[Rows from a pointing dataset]
•••

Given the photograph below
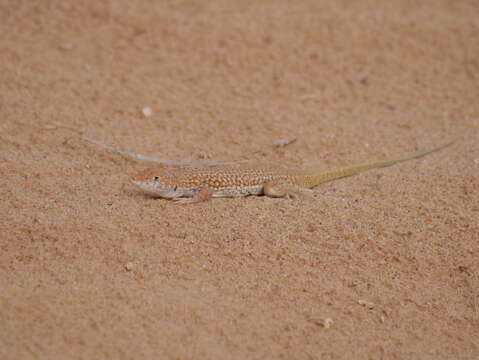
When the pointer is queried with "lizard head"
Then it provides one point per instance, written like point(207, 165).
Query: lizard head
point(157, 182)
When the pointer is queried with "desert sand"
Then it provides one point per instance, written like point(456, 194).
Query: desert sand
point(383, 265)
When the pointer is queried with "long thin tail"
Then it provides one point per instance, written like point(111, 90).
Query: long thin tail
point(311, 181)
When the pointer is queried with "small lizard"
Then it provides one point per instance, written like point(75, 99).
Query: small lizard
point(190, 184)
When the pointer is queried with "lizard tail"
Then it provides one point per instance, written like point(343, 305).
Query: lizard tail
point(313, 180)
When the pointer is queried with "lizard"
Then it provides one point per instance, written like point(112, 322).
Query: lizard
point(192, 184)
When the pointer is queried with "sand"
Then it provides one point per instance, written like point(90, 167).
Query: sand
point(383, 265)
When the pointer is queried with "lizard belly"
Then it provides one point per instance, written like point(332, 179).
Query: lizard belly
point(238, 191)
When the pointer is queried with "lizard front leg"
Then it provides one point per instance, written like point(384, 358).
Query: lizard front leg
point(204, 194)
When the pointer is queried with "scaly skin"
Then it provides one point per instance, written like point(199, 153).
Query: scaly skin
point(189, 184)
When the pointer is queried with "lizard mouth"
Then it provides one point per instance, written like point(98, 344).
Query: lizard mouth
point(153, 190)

•••

EXERCISE AIM
From the data above, write out everything exactly except the pictures.

SOLUTION
Given the photograph below
When the pointer is queried with "lizard head"
Then it provides one point per instance, written like point(207, 165).
Query: lizard head
point(157, 182)
When the pointer is queried with "desert sand"
Then it provides one point per instance, written like point(456, 194).
Query: desert sand
point(383, 265)
When the pointer is queried with "long thin tail"
Then it provides one point per instance, written like point(111, 90).
Query: long thin tail
point(311, 181)
When the pointer is queried with "small lizard"
Then it provides one point per instance, written like point(75, 99).
Query: small lizard
point(190, 184)
When the pointer is queried with "lizard tail"
Then it provides one point per instance, written like point(343, 305).
Query: lizard tail
point(313, 180)
When the pointer is queried with "lizard"
Then it provides one point per instance, written like point(112, 322).
Query: lizard
point(192, 184)
When the pointer is queried with "sand"
Then it provides one point per instance, written like point(90, 167).
Query: sand
point(383, 265)
When the pointer is queried with "lizard belly"
Then it provides one point per instance, written like point(332, 179).
Query: lizard belly
point(238, 191)
When the pointer is queried with "lizard front leg"
Then it provides one point per instance, written like point(384, 358).
Query: lizard front leg
point(204, 194)
When the pointer is queried with "scaly skin"
Then it provides one point per instance, written like point(199, 153).
Query: scaly skin
point(189, 184)
When the pointer is queried with "lizard mouth"
Then it provides one point per instance, written like point(98, 344).
Query: lizard mouth
point(153, 190)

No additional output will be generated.